Close up of a hand turning off a main water valve

Two bills with impacts to utilities passed during the 2023 legislative session: SHB 1326 now allows city and town utilities to waive connections fees for certain organizations, while ESHB 1329 prohibits utilities (and landlords) from terminating electricity or water service during high-temperature periods.

This blog provides an overview of these new laws, both of which are effective July 23, 2023.

SHB 1326 – Waiving Municipal Utility Connection Charges for Certain Properties

Under SHB 1326, cities and towns are now allowed to implement programs that waive connection fees for properties owned or developed by organizations that provide certain housing services. Eligible organizations include nonprofits, housing authorities, and other local organizations that provide eligible housing services, including emergency shelters, transitional housing, permanent supportive housing, or affordable housing.

Step 1: Determining which services qualify

Before waiving any fees, cities and towns will want to make sure an organization offers eligible housing services as defined in the law, so let’s take a look at each of the four housing services covered.

Affordable housing: As defined in RCW 36.70A.030, affordable housing is residential housing with monthly costs, including utilities other than telephone, that do not exceed 30% of the monthly income of a household, and do not exceed the following (depending on whether the house is rented or owned):

  • For rental housing, 60% of the median household income adjusted for household size for the county where the household is located, as reported by the United States Department of Housing and Urban Development (HUD).
  • For owner-occupied housing, 80% percent of the median household income adjusted for household size for the county where the household is located, as reported by HUD.

Emergency shelter: This is defined as providing temporary shelter to unhoused persons and not requiring a lease or occupancy agreement with the affected individuals.

Transitional housing: This is defined as providing housing and supportive services to unhoused persons or families for up to two years with the goal of moving these individuals and/or families into independent living situations.

Permanent supportive housing: This is defined as subsidized, leased housing with no limit on length of stay, which prioritizes unhoused people who need comprehensive support services to retain tenancy, and which utilizes admissions practices designed to use lower barriers to entry than would be typical for other subsidized or unsubsidized rental housing. Permanent supportive housing also offers on- or off-site voluntary services designed to support a person living with complex and disabling behavioral or physical health conditions.

Step 2: Establishing a waiver program

In order to waive connection charges for eligible organizations, cities and towns must first establish a waiver program through an ordinance, and such programs must indicate how waived connection charges will be funded. Cities and towns may fund these waived fees using general funds, grant funds, or another identified revenue stream.

*Entries*:
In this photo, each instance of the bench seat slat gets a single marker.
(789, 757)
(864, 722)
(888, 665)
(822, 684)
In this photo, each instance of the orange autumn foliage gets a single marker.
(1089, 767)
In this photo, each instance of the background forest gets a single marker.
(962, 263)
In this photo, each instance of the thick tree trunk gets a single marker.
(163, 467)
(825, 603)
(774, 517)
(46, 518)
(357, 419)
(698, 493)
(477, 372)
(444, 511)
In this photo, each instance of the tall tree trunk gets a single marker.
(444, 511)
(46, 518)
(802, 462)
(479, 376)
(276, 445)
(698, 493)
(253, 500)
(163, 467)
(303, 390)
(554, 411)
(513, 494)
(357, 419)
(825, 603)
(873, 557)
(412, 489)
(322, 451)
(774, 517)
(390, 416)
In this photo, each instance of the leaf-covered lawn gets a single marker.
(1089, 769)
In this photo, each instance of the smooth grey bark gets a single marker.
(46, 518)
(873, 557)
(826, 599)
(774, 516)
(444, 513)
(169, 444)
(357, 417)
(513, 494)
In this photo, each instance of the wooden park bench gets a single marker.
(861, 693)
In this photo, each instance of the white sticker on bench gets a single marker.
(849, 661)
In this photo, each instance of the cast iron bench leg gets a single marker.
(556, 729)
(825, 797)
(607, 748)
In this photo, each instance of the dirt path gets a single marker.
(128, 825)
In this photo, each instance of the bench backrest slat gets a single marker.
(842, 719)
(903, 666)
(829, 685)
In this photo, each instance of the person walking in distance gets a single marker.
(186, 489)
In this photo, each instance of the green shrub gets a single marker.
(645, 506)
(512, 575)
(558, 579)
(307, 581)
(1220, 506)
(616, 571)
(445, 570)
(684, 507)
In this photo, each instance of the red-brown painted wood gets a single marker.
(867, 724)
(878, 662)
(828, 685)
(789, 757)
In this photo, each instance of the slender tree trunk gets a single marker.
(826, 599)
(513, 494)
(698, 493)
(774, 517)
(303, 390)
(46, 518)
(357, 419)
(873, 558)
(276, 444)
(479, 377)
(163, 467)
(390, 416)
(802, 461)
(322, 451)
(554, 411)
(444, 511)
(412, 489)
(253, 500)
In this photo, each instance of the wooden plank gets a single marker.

*Stated problem*: Retype the blog post on the 2023 utility laws verbatim from "This blog provides" to "housing services covered.". Rely only on the blog post about the 2023 utility laws when working on this.

*Answer*:
This blog provides an overview of these new laws, both of which are effective July 23, 2023.

SHB 1326 – Waiving Municipal Utility Connection Charges for Certain Properties

Under SHB 1326, cities and towns are now allowed to implement programs that waive connection fees for properties owned or developed by organizations that provide certain housing services. Eligible organizations include nonprofits, housing authorities, and other local organizations that provide eligible housing services, including emergency shelters, transitional housing, permanent supportive housing, or affordable housing.

Step 1: Determining which services qualify

Before waiving any fees, cities and towns will want to make sure an organization offers eligible housing services as defined in the law, so let’s take a look at each of the four housing services covered.